Written request 1: Print the section of the Christie essay from "No, Christie would" up to and including "spectacle of torment?".
Written request 2: For each statement below, say yes or no to whether it agrees with the Christie essay, and quote the words of the essay that decide it. (a) The town-hall meeting where Christie invited the audience to start rolling their cameras took place in 2010. (b) The highlight reel of bullying moments was compiled by reporters. (c) The essay claims Americans today understand the essence of democracy well.

If the media had even a trace of independence, the instant
Chris Christie declared like a dainty blossom trampled roughly, “I am
not a bully,” the throng of reporters would have screamed, “Liar” in a
single voice and hurled their cameras, pens, notepads, recorders,
iPhones and shoes at him, burying his political career.
Then they would have exited the farce and switched to the tape for those at home, showing not the
highlight reel of bullying moments compiled by his own staff to promote the Governor Smackdown
brand, but the warm-up at a Jersey town-hall meeting in 2010 where he
announced to
the audience, with the salivating glee of a hound dog cornering a lame
rabbit, that a bullying moment “could happen right here, ladies and
gentlemen! … Get ready! If you have your own cameras, start rolling!”
No, Christie would vanish without the
browbeating and
thuggery that
are as indelibly linked to his tenure as the Shore is to Jersey. The
real question is not why the press is so sycophantic. It’s why does the
public revere a bully as savior? Why do we no longer pine for the
knight-in-shining-armor, itself a fairytale version of democracy, but
the leather-masked Quasimodo executing justice with cracking bones and
spurting blood, or in Christie’s case, cracking insults and spurting
bile at those swept up in his spectacle of torment?
It’s
because these days Americans have as much familiarity with democracy as
they do with homesteading on the frontier. We like to imagine ourselves
as pioneering statesmen, hewing a sturdy nation from the simple tools
democracy has bequeathed us – messaging, voting, debates, elections,
law-making – but we are lost in the wilderness when it comes to
discovering the essence of democracy.

Excerpted data:
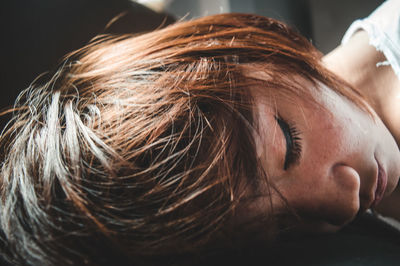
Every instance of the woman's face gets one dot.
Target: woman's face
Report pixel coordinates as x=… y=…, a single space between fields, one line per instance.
x=329 y=160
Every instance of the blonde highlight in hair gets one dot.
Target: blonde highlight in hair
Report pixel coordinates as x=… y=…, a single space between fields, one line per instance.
x=140 y=145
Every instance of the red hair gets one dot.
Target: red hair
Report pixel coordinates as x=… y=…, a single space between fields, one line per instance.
x=143 y=145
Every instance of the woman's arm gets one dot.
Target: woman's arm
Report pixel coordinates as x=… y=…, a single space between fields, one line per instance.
x=356 y=62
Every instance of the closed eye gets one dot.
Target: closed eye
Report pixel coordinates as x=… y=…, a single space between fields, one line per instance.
x=293 y=143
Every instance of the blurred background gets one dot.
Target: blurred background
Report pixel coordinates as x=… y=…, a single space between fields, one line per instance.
x=36 y=34
x=322 y=21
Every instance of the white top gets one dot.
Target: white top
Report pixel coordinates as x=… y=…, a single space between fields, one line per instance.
x=383 y=28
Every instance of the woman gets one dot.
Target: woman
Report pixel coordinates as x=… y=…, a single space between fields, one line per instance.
x=204 y=134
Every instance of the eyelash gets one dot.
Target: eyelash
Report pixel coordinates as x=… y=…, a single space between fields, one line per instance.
x=293 y=142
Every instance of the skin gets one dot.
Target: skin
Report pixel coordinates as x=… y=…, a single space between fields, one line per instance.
x=379 y=85
x=336 y=176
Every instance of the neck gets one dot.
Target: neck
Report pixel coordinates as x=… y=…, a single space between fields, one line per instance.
x=356 y=63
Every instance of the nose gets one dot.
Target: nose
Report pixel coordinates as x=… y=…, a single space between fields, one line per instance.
x=345 y=181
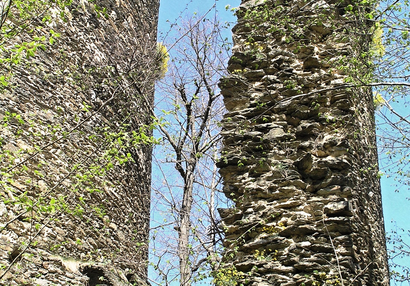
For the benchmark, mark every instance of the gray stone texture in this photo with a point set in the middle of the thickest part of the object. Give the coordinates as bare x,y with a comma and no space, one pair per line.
300,169
62,222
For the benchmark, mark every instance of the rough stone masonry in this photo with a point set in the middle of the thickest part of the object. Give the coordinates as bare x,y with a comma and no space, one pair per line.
75,153
299,157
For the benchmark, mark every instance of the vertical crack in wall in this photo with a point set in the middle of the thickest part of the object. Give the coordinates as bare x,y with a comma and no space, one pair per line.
301,169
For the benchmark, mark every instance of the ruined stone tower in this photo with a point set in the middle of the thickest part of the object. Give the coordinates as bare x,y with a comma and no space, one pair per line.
75,148
299,157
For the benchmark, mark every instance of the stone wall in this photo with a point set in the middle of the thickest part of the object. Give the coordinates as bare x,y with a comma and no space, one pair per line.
75,143
299,157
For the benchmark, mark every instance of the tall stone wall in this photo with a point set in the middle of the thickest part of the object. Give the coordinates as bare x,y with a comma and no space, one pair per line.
75,142
299,157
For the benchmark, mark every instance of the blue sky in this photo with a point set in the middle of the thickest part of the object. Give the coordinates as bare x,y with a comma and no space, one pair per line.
395,204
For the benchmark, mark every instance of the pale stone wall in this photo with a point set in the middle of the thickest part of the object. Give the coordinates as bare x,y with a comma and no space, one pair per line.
75,200
301,170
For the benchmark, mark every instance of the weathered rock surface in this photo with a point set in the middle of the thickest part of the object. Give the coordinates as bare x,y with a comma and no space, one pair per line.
74,206
300,165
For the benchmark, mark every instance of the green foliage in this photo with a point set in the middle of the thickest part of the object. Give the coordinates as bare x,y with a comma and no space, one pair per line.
228,276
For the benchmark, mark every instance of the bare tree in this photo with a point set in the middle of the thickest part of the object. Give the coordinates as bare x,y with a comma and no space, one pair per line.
185,200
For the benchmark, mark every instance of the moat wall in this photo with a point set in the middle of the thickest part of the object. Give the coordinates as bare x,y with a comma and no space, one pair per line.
75,145
299,157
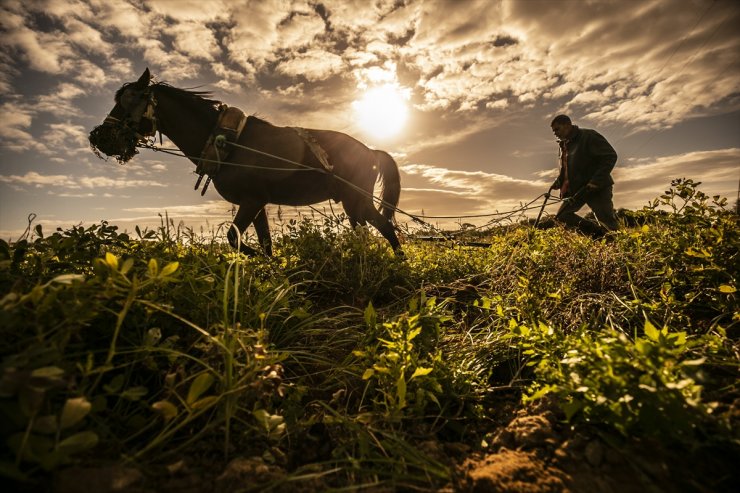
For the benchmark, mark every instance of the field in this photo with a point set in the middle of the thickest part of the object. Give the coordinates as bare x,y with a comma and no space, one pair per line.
548,361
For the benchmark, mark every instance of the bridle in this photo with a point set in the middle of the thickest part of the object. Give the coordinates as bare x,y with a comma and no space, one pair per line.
148,115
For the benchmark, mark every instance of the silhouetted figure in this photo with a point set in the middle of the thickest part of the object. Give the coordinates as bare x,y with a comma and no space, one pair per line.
586,162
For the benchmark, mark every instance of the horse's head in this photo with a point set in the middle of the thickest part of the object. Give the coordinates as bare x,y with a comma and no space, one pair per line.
130,121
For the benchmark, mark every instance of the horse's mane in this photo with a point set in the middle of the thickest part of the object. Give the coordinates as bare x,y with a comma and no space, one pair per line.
203,98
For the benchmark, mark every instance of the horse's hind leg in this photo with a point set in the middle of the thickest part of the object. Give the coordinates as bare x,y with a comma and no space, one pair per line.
384,226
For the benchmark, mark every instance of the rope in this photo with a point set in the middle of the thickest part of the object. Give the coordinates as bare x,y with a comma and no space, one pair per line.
304,167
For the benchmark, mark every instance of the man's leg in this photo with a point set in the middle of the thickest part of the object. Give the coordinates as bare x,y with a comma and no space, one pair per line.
601,203
567,215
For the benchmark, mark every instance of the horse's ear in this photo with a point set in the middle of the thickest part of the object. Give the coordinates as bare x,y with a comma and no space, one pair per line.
143,81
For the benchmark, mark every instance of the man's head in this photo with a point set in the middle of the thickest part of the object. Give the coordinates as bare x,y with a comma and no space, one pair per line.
562,127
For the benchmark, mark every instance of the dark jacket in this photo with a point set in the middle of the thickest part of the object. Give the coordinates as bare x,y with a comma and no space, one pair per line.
590,159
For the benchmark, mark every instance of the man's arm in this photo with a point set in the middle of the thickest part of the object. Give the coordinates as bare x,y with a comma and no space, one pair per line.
604,157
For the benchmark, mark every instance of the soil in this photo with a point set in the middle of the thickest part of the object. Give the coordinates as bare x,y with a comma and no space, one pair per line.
528,449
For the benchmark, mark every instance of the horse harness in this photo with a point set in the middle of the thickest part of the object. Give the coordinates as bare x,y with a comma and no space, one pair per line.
229,127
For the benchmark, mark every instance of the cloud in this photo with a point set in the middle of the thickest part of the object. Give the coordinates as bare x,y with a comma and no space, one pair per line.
37,180
312,65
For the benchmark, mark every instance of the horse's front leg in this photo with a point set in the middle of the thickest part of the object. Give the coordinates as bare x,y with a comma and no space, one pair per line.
263,231
244,217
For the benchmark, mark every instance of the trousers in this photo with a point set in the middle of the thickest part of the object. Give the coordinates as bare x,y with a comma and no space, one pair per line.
600,202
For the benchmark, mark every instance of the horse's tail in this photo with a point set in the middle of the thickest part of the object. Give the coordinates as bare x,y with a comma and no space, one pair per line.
391,183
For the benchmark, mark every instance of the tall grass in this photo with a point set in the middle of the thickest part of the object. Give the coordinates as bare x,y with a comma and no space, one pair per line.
336,361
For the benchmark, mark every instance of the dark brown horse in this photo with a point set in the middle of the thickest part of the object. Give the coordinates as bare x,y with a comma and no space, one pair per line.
264,165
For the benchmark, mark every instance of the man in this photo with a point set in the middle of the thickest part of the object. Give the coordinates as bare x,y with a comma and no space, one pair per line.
586,162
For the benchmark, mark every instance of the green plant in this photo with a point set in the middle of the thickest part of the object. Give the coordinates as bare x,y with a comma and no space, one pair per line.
649,385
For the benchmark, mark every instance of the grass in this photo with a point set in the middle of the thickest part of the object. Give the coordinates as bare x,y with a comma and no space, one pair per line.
336,361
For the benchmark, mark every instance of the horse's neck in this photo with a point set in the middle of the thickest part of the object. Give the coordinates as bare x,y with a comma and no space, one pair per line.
187,126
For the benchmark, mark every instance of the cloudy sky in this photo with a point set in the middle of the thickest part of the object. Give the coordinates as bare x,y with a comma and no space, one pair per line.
468,89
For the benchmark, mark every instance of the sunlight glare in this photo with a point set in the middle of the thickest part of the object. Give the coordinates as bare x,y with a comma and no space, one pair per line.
382,111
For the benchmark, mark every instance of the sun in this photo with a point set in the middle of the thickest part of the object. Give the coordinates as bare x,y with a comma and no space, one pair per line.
382,111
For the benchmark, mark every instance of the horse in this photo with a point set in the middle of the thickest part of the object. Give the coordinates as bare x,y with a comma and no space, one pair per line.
264,164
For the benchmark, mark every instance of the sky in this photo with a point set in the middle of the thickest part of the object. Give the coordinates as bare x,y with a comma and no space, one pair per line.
466,91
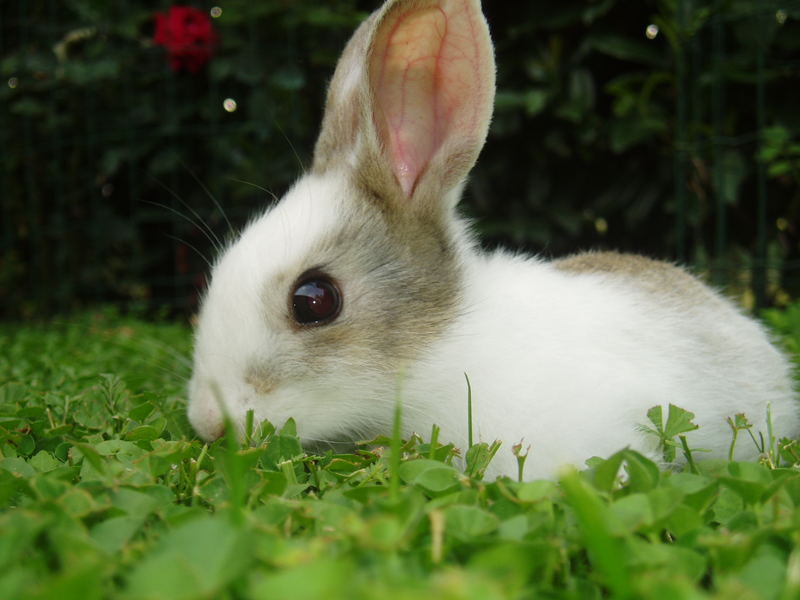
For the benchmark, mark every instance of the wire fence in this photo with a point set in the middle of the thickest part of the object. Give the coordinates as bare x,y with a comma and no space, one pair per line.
117,165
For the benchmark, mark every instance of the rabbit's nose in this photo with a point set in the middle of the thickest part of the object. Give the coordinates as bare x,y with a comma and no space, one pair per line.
204,412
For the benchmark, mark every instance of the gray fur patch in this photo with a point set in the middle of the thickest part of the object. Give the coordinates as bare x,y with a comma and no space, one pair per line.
653,276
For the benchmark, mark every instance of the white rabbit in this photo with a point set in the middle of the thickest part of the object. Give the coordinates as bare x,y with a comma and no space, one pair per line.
364,281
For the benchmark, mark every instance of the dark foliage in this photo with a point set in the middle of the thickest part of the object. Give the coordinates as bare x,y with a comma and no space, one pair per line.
602,138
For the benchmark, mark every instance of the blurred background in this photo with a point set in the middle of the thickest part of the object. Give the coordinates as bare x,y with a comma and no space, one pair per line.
666,127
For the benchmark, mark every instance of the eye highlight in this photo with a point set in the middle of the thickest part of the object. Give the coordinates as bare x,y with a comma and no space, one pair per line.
316,300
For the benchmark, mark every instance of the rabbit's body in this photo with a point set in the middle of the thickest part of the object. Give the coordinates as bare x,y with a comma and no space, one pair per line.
363,281
599,350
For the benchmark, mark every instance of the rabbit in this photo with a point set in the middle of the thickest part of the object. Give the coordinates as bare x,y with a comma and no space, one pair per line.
363,287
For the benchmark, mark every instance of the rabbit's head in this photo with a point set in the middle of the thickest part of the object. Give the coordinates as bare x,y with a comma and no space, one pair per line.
323,300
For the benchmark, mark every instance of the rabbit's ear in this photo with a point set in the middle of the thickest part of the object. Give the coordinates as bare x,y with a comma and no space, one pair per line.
410,104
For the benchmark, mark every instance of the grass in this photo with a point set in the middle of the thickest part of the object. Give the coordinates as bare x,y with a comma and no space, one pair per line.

Worked answer 1:
No, Christie would vanish without the
browbeating and
thuggery that
are as indelibly linked to his tenure as the Shore is to Jersey. The
real question is not why the press is so sycophantic. It’s why does the
public revere a bully as savior? Why do we no longer pine for the
knight-in-shining-armor, itself a fairytale version of democracy, but
the leather-masked Quasimodo executing justice with cracking bones and
spurting blood, or in Christie’s case, cracking insults and spurting
bile at those swept up in his spectacle of torment?

Worked answer 2:
(a) Yes: "a Jersey town-hall meeting in 2010"
(b) No: "compiled by his own staff to promote the Governor Smackdown brand"
(c) No: "we are lost in the wilderness when it comes to discovering the essence of democracy"